## YOUR INSTRUCTIONS
Can you return, word for word, the lines in the records below that start with the one containing "Pretty please, detect the dog's white" and run through the end of the records, including both the first and last line?

[Part of a data file]
==============================
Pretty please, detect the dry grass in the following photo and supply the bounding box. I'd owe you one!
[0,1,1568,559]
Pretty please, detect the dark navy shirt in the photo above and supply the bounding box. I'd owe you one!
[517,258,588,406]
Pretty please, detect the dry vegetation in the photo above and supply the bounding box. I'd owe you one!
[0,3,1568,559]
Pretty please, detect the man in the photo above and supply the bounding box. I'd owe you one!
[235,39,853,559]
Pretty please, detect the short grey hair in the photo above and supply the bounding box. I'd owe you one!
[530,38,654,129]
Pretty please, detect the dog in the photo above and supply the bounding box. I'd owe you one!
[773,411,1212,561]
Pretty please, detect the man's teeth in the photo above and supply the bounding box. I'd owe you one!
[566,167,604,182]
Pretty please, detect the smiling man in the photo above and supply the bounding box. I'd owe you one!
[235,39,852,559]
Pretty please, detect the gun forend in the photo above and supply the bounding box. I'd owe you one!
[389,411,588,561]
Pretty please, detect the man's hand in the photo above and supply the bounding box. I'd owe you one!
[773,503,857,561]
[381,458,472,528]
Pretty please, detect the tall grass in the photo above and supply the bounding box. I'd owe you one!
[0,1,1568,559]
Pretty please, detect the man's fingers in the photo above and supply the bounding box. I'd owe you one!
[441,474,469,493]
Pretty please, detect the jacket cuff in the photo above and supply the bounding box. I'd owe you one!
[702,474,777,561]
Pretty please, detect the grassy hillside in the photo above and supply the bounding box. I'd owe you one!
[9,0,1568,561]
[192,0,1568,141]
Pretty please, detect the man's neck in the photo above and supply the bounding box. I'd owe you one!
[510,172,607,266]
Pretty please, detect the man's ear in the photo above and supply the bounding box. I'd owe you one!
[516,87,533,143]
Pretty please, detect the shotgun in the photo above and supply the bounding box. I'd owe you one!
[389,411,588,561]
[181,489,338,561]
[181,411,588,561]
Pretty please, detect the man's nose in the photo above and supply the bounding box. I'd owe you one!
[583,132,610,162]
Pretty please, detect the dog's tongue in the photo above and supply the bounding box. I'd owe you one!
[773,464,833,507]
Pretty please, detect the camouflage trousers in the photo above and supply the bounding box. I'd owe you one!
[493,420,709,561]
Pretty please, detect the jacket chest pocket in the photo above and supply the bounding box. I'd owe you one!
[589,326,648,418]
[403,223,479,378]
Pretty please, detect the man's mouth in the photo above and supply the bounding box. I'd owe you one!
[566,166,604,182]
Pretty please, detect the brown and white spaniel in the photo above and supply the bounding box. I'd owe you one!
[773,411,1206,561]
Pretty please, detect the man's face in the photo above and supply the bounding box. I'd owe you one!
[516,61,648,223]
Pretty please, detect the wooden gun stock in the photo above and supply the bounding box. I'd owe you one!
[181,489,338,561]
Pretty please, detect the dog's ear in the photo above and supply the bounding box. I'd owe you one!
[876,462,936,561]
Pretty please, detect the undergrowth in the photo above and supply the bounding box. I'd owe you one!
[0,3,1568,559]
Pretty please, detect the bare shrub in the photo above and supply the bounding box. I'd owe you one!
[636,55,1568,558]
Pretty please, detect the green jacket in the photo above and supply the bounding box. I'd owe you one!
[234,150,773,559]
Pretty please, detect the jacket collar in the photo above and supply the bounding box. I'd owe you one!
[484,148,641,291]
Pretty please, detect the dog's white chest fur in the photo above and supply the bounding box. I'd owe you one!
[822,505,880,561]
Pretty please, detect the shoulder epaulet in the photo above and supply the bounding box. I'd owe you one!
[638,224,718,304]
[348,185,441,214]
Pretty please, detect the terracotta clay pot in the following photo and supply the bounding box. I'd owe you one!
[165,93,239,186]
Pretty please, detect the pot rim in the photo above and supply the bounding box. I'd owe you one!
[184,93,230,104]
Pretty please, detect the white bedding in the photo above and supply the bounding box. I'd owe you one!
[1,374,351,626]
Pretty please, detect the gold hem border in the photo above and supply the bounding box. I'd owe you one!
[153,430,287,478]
==============================
## THE REPLY
Pretty please, detect the dog's white chest fur in the photo above and supply the bounding box. I'd owe you one!
[822,505,880,561]
Pretty please, detect the shoulder epaulet in the photo above and supply the bounding box. I'd owe you one!
[638,224,718,304]
[348,185,441,214]
Pretty please, detect the terracotta clay pot in the following photo and supply the bounding box. I'd owe you one!
[165,93,239,186]
Pretty please, detect the pot rim in the photo above and supply the bounding box. I'd owe you one!
[184,93,230,104]
Pretty please, detect the white bedding in the photo above and supply the bounding box. I'd owe you one!
[1,374,351,626]
Pretty please, detect the gold hem border in the photo above and supply the bounding box. I'd owe you one!
[153,430,287,478]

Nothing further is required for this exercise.